#### Problem requirements:
Your answer should hold all lines of the entries that include the word "grille".

[Dataset entries]
***

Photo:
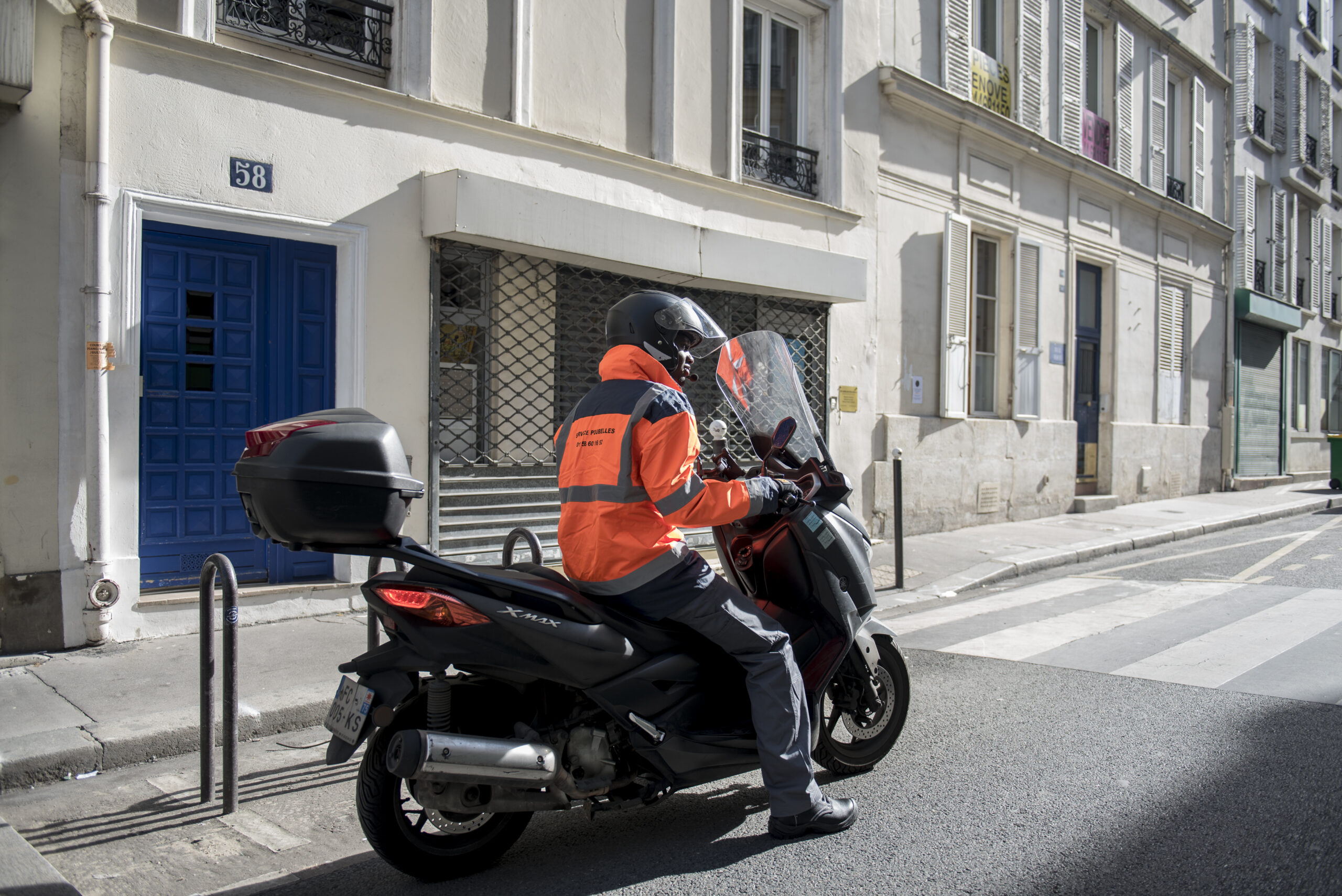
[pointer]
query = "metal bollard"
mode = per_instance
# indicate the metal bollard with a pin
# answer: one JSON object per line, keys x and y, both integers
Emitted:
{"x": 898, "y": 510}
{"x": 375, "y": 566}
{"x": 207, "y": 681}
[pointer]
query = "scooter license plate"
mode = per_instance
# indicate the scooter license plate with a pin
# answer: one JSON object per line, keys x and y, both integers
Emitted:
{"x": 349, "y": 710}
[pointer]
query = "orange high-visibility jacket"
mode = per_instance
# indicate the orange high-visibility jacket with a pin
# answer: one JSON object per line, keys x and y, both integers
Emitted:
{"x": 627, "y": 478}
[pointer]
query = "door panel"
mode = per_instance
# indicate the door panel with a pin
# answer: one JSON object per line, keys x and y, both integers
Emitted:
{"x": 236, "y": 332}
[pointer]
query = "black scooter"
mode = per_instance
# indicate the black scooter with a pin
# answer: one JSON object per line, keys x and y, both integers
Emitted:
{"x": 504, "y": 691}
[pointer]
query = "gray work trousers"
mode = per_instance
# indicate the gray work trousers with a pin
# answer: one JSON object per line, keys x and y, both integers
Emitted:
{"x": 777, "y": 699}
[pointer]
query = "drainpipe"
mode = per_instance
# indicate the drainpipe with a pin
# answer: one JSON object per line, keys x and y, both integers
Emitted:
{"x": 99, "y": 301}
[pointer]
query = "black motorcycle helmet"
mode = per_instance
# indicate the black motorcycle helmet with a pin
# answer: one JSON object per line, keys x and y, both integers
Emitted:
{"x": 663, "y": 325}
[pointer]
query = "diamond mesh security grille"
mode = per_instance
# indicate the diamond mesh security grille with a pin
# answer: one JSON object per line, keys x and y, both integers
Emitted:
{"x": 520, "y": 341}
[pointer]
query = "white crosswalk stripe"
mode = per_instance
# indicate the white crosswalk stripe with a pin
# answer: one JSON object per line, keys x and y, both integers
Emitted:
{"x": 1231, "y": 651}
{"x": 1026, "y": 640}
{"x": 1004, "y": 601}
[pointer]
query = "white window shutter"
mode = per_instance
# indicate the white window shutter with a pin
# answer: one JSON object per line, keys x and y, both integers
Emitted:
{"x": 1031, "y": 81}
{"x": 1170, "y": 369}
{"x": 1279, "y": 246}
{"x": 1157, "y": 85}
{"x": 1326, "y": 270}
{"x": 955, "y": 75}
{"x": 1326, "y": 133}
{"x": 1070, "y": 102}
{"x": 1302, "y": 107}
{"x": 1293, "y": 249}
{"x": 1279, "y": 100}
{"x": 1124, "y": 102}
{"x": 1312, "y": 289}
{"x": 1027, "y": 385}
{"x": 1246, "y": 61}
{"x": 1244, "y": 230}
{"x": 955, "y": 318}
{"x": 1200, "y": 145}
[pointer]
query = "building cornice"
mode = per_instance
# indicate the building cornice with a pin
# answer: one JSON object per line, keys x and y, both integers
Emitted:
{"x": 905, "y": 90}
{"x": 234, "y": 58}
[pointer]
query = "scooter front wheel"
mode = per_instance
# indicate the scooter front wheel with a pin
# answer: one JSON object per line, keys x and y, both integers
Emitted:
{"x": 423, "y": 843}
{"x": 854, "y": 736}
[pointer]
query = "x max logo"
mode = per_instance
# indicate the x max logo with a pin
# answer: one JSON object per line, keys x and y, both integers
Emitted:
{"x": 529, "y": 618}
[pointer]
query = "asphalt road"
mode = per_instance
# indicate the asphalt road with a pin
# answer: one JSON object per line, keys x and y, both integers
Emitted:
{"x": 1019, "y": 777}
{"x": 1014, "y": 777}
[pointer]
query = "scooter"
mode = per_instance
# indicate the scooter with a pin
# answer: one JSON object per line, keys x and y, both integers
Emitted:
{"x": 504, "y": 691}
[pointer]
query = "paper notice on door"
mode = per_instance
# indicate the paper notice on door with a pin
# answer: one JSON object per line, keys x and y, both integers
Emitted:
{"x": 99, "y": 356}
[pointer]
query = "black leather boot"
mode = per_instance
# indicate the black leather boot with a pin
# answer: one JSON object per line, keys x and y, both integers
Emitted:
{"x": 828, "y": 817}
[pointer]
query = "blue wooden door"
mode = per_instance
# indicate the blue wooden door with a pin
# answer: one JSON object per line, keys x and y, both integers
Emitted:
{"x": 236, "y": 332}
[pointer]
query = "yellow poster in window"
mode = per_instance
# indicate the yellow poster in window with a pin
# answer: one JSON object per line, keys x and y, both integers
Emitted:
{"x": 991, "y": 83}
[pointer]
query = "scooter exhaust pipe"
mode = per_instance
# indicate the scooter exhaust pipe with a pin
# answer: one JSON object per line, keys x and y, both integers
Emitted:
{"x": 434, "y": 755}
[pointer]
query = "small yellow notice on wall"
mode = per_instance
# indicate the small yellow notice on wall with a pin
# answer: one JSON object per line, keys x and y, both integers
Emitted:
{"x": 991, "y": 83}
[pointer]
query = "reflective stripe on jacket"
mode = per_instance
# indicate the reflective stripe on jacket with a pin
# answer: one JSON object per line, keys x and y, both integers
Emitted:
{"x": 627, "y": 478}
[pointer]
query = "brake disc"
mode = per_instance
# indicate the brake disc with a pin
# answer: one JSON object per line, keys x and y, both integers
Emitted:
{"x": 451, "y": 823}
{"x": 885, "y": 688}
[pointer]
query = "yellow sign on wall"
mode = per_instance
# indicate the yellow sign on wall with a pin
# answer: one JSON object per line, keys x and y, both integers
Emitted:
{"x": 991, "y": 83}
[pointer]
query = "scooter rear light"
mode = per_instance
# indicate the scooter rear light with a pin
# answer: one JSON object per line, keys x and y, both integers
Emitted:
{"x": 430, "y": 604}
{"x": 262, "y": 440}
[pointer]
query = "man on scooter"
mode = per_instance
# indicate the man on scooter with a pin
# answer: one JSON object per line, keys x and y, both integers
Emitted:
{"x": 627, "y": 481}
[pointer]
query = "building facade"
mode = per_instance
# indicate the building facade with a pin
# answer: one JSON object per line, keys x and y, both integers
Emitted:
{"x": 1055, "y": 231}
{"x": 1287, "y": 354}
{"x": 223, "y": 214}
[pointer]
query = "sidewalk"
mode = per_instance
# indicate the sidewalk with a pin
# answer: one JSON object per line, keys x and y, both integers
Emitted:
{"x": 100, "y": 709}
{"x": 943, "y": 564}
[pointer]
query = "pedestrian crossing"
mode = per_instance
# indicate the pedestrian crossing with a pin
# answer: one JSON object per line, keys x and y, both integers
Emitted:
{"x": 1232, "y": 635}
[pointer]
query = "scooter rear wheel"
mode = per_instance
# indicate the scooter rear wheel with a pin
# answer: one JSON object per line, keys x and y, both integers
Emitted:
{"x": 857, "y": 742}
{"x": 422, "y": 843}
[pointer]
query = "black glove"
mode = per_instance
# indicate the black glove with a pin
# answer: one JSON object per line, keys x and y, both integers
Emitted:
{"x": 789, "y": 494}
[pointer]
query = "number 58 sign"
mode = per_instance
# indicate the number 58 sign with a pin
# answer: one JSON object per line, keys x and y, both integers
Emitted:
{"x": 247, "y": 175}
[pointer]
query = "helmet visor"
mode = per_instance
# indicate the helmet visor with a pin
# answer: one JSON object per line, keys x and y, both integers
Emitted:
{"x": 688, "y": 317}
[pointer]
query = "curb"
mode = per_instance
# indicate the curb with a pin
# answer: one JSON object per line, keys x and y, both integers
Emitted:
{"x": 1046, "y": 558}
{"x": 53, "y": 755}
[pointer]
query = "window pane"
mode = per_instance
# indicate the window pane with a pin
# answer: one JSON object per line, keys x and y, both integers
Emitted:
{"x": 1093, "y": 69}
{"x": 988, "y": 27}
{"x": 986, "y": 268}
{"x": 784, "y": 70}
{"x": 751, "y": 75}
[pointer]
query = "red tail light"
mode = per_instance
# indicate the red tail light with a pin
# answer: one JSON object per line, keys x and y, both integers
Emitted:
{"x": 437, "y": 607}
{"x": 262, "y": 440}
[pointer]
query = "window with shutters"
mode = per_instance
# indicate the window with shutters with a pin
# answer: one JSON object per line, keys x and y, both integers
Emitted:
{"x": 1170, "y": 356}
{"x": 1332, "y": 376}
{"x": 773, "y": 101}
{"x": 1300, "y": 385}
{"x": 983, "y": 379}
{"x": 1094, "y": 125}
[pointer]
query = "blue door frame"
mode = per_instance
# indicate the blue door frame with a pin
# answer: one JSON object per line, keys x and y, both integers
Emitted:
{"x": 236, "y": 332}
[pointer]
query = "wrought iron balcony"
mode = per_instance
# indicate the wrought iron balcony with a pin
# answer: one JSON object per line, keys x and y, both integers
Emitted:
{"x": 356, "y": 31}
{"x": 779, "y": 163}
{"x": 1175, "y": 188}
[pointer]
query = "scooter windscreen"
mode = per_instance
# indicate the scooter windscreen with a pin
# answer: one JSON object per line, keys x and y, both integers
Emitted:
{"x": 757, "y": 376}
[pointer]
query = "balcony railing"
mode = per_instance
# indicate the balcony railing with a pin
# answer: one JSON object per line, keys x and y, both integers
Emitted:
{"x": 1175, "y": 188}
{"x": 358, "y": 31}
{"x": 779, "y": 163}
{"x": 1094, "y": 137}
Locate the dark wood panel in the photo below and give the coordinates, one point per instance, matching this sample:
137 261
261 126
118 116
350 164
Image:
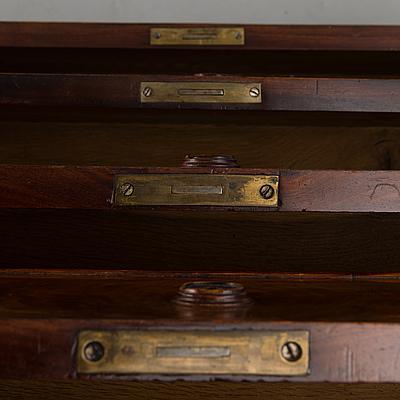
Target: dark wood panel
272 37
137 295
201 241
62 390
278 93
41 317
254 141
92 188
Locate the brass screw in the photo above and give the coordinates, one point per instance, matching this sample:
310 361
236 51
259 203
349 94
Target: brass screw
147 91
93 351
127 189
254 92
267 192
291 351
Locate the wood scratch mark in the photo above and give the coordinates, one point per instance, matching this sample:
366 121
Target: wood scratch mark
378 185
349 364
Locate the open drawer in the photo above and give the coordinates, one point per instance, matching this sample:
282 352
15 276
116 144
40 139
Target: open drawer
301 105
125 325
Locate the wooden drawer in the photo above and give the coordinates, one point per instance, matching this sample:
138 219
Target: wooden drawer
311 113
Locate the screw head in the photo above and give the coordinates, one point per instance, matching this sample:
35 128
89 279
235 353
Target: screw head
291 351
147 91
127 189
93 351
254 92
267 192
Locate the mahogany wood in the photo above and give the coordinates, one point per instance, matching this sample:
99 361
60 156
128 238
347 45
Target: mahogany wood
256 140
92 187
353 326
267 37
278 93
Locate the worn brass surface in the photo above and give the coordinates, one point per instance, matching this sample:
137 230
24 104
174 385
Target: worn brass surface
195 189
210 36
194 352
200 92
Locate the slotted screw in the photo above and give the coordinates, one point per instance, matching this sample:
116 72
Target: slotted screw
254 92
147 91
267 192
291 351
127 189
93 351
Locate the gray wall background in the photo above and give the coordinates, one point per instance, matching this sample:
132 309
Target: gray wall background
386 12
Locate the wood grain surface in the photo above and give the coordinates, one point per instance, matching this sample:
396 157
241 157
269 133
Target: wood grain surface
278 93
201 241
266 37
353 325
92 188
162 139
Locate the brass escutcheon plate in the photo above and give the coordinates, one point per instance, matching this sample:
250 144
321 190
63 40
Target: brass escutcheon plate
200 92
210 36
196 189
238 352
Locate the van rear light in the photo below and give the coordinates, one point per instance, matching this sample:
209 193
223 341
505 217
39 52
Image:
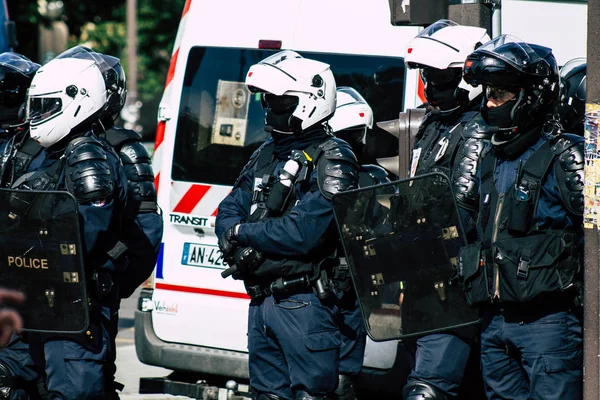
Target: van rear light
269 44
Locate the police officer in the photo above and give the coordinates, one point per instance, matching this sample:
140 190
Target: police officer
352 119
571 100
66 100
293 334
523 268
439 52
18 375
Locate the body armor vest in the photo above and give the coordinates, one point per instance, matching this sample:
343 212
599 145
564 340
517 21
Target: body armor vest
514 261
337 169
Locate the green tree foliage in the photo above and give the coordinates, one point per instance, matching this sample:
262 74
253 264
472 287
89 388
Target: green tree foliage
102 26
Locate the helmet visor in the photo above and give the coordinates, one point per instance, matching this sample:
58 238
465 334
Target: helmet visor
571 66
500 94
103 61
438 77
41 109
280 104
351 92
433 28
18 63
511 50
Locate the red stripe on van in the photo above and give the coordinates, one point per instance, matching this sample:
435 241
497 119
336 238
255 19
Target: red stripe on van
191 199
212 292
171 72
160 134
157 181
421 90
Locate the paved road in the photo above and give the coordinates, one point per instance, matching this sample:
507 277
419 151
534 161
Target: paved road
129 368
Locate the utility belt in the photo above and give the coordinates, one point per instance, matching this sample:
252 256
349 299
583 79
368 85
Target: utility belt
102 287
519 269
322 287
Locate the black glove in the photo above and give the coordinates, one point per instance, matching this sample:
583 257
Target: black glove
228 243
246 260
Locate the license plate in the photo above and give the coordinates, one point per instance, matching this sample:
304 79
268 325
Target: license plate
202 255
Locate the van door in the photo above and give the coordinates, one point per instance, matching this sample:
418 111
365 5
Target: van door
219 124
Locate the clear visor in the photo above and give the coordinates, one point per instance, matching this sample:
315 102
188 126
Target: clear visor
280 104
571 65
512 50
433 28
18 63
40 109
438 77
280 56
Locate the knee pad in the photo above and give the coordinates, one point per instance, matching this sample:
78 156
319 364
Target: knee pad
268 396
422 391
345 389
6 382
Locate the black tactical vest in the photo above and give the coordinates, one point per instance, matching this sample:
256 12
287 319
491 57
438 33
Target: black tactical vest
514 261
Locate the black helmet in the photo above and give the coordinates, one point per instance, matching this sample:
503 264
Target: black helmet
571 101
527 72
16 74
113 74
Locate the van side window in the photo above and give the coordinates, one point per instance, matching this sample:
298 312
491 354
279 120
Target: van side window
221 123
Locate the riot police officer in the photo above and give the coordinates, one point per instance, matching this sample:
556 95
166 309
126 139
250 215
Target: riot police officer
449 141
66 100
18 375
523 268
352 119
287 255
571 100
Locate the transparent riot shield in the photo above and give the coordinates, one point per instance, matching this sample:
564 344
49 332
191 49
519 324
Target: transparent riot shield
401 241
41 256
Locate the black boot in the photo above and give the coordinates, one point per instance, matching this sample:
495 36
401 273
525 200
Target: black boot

***

#### Reply:
query = "diamond mesh security grille"
# indicate the diamond mesh security grille with a pin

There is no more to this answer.